**** Testo di partenza ****

Le “pulci” del GRECO e del Commissario Reynders

Come abbiamo visto, i nostri punti deboli rimangono la libertà di stampa e la lotta alla corruzione. A ripetercelo nell’ultimo mese sono stati il Commissario europeo alla Giustizia Didier Reynders e il GRECO, il gruppo di stati contro la corruzione del Consiglio d’Europa.

Il Commissario Reynders, in audizione alla Commissione Affari costituzionali alla Camera dei Deputati il 24 febbraio, ha dichiarato che la disciplina del conflitto d’interessi è ancora frammentaria, mancano regole sulle porte girevoli (revolving doors) e non ci sono leggi sul lobbying. La “strigliata” del Commissario europeo non è rimasta del tutto inascoltata: la ministra della Giustizia Marta Cartabia, nel suo intervento programmatico il 15 marzo alla Commissione giustizia della Camera ha ricordato come l’Italia debba ancora normare in maniera organica i conflitti di interessi e il lobbying, tanto più problematico perché l’assenza di indicazioni su cosa sia possibile fare rende di difficile applicazione il reato penale di traffico di influenze illecite che dovrebbe invece circoscrivere quel che non andrebbe fatto nelle relazioni tra portatori di interessi e istituzioni.

**** Estratto dei dati ****

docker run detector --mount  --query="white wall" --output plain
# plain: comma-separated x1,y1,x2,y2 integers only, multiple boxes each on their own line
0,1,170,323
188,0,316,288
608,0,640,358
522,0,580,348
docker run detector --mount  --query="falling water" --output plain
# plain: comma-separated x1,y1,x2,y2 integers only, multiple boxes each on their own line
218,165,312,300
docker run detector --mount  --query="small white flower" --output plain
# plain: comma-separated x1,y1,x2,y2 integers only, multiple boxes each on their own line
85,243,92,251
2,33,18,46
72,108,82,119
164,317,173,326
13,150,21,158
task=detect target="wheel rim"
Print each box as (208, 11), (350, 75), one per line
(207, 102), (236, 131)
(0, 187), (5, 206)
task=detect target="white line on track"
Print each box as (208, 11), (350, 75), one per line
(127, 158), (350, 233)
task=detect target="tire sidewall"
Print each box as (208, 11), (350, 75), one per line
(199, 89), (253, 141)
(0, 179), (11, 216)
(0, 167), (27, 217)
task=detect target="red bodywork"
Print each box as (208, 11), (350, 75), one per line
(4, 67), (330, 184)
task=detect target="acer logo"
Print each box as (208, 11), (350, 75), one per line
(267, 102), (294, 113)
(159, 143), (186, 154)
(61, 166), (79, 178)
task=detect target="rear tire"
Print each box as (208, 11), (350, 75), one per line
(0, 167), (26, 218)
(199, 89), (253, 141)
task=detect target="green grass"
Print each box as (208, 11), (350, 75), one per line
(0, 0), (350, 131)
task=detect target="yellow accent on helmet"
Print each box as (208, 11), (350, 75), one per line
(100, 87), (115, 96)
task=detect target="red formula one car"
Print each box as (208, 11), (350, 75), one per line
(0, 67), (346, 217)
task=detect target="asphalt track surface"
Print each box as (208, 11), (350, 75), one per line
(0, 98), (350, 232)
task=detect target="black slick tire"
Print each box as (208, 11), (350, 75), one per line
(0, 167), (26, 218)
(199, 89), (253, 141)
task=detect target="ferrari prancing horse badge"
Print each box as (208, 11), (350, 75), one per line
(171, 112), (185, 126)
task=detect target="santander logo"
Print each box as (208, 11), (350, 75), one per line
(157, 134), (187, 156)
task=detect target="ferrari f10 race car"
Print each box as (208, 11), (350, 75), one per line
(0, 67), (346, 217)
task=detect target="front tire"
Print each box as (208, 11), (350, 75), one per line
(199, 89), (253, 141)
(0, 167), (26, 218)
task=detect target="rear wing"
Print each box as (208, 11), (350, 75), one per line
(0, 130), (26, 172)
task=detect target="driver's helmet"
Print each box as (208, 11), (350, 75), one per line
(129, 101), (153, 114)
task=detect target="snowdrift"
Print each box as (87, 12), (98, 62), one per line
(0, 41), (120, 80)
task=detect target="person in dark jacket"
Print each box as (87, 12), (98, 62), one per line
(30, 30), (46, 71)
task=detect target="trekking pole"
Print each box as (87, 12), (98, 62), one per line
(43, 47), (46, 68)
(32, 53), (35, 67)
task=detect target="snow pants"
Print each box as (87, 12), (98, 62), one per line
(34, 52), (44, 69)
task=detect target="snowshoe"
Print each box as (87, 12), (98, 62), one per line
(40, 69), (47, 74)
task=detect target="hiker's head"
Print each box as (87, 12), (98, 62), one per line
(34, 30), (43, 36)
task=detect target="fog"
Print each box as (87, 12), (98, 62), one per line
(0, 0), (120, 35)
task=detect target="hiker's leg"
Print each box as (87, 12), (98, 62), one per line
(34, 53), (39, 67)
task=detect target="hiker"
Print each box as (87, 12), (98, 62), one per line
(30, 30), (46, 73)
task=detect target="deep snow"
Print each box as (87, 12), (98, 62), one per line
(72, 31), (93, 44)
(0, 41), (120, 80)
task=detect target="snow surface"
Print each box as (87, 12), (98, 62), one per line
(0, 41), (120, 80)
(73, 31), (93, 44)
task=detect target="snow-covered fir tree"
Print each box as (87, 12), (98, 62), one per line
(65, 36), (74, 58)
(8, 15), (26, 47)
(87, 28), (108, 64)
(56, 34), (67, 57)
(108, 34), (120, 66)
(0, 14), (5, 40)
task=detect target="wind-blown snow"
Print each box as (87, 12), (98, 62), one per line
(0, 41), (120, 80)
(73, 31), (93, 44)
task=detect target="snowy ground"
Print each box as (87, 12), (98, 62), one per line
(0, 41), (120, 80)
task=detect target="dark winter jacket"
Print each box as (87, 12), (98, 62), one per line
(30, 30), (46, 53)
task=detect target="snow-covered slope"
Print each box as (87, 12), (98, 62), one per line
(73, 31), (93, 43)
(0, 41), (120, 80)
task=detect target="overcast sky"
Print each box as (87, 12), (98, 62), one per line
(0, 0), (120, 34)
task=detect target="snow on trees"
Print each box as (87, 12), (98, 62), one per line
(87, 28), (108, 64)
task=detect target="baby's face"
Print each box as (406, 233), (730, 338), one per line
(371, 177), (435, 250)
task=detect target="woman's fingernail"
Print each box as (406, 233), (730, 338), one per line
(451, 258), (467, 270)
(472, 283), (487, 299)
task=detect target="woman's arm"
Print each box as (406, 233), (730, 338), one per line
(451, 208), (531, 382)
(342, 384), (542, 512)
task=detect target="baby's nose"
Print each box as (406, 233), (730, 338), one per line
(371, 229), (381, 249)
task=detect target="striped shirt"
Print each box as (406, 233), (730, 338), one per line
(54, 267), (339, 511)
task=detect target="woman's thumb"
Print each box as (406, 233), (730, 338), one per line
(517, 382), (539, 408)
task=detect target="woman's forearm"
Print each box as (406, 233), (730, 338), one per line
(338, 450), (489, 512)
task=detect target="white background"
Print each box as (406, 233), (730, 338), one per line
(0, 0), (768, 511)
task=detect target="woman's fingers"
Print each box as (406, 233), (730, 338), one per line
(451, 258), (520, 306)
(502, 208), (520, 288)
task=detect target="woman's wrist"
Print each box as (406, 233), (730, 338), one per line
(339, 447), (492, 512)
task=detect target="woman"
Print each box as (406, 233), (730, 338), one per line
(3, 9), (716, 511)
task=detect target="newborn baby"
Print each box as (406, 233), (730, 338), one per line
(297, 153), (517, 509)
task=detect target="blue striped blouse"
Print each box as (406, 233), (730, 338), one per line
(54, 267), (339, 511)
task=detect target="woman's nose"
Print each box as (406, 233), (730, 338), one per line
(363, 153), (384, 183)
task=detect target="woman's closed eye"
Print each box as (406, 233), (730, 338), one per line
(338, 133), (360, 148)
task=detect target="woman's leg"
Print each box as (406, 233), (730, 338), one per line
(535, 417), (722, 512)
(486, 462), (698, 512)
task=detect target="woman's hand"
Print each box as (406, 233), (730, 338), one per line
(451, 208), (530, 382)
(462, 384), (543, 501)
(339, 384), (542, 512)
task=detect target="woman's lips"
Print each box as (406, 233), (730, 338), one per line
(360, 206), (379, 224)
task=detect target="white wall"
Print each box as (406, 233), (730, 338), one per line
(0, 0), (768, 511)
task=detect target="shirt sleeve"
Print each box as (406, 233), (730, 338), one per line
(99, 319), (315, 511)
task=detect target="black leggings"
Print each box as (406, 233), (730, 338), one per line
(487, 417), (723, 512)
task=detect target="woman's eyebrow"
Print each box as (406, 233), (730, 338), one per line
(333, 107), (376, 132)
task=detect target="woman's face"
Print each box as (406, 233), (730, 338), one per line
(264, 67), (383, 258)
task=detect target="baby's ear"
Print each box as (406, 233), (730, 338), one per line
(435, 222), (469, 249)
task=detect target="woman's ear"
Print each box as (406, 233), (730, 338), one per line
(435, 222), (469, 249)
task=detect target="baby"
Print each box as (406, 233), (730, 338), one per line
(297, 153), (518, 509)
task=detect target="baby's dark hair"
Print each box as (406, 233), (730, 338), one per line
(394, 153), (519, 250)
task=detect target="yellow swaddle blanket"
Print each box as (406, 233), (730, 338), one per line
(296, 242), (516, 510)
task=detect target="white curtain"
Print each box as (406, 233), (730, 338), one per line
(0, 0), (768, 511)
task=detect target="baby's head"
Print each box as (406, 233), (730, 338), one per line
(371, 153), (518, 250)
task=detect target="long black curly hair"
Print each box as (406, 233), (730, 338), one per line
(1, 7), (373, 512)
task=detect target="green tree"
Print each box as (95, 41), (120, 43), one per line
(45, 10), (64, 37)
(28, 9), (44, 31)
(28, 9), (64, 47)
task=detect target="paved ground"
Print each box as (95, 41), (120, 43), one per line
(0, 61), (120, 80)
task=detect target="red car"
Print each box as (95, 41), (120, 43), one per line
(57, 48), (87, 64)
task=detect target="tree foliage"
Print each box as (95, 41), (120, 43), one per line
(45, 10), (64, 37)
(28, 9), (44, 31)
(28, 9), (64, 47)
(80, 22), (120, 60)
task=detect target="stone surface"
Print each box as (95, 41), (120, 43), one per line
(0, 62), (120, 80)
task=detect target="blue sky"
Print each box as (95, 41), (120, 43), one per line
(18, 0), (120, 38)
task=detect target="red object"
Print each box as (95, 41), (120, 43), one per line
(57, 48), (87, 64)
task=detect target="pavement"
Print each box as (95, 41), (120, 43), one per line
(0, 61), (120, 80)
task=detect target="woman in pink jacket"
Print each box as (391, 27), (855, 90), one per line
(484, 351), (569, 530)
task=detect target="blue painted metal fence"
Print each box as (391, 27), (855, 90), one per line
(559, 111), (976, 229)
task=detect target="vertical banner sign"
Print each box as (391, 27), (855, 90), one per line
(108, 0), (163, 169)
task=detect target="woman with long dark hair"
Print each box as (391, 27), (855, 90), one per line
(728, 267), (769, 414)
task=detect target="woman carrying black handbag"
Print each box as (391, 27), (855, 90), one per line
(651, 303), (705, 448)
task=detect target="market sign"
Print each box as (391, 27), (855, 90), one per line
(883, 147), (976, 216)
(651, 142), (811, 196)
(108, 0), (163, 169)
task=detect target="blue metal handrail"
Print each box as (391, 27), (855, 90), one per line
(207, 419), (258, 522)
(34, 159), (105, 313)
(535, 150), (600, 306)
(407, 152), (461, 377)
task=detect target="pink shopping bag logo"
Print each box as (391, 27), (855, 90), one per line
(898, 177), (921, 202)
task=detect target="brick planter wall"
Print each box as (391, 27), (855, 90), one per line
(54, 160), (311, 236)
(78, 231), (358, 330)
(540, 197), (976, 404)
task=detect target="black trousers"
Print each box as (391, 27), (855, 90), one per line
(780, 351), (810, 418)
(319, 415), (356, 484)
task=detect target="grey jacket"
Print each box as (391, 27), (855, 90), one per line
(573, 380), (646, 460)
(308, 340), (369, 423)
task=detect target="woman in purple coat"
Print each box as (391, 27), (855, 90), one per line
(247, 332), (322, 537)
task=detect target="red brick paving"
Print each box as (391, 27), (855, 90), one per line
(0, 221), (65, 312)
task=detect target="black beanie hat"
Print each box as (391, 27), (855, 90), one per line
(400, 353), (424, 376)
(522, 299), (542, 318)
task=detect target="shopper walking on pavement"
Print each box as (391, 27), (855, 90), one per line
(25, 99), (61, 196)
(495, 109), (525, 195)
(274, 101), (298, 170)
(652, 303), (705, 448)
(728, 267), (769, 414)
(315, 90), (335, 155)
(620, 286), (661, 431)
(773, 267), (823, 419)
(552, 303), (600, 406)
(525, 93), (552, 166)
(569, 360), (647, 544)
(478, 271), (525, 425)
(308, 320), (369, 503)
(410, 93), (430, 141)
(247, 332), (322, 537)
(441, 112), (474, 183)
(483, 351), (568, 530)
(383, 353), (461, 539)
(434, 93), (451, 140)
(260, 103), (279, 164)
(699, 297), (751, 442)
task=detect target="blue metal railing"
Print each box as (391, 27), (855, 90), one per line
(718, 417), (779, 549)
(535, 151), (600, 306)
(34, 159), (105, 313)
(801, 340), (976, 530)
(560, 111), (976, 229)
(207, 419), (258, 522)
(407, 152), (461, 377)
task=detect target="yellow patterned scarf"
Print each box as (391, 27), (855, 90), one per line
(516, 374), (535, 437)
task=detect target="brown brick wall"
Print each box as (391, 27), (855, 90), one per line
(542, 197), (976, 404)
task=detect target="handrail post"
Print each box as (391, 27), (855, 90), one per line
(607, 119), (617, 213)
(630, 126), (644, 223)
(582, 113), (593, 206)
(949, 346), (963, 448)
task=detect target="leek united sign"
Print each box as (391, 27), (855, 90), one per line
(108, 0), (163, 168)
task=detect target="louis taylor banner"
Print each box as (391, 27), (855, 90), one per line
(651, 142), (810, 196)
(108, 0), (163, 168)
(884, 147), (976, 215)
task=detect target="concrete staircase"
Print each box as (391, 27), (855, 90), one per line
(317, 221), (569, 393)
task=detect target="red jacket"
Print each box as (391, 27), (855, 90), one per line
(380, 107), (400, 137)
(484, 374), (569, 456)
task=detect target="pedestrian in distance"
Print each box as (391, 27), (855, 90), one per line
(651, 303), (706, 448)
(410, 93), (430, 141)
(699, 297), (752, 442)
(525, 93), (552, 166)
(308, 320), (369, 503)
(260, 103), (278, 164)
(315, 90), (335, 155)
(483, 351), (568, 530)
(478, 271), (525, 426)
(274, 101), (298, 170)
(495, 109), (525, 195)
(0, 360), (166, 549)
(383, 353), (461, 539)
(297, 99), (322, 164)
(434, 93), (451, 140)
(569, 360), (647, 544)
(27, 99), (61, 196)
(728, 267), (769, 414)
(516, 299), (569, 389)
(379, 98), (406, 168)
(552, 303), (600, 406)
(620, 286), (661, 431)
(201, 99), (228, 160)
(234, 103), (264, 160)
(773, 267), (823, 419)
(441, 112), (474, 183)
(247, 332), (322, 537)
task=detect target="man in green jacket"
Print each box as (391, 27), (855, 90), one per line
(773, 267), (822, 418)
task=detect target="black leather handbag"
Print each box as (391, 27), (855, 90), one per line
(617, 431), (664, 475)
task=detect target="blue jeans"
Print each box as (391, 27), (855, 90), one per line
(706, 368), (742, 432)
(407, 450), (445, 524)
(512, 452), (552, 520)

****

* _Esercizi_
**a.** Rispondi a queste domande sul testo dedicato ai rilievi del GRECO e del Commissario Reynders.
(i) Quali sono i punti deboli dell'Italia indicati all'inizio del testo?
(ii) In che giorno Reynders è stato ascoltato in audizione alla Commissione Affari costituzionali della Camera?
(iii) Chi è intervenuto il 15 marzo alla Commissione giustizia della Camera, e con quale incarico?
**b.** Prosegui il testo sui rilievi del GRECO e del Commissario Reynders a partire dalla sua ultima frase.
I dati sono materiale a sé, distinto dal testo.

* _Soluzioni_
**a.**
(i) La libertà di stampa e la lotta alla corruzione.
(ii) Il 24 febbraio.
(iii) Marta Cartabia, ministra della Giustizia.

**b.**
Il rapporto del GRECO uscito il 29 marzo dice sostanzialmente all’Italia di sbrigarsi a regolamentare il lobbying, il conflitto d’interessi, le porte girevoli, e suggerisce al Parlamento di rafforzare i codici di condotta (assente al Senato, debole alla Camera) rendendo tra l’altro obbligatorio per i suoi membri dichiarare i viaggi, i soggiorni e le spese coperte da sponsor (emblematico in questo senso il caso Renzi con i suoi viaggi nella Penisola arabica e in Africa su cui stiamo ancora aspettando chiarimenti). La sollecitazione è giustificata dal fatto che l’Italia ha rispettato soltanto 5 su 20 raccomandazioni effettuate dal GRECO nel 2016, insomma una figuraccia. L’organismo del Consiglio d’Europa ha visionato le bozze di legge sul conflitto d’interessi (Macina-Fiano-Boccia) e sul lobbying (Fregolent-Madia-Silvestri) giudicandole positivamente e chiedendone un’approvazione in Aula.

Direttiva sul whistleblowing: Italia in ritardo

A ottobre 2019 l’Unione europea ha adottato la Direttiva sul whistleblowing che garantisce standard minimi di protezione per i segnalanti da introdurre in tutti gli Stati Membri. Se non vogliono essere sanzionati, i Ventisette devono recepire la Direttiva entro la fine del 2021. Molti Paesi sono in ritardo, ma l’Italia lo è più degli altri.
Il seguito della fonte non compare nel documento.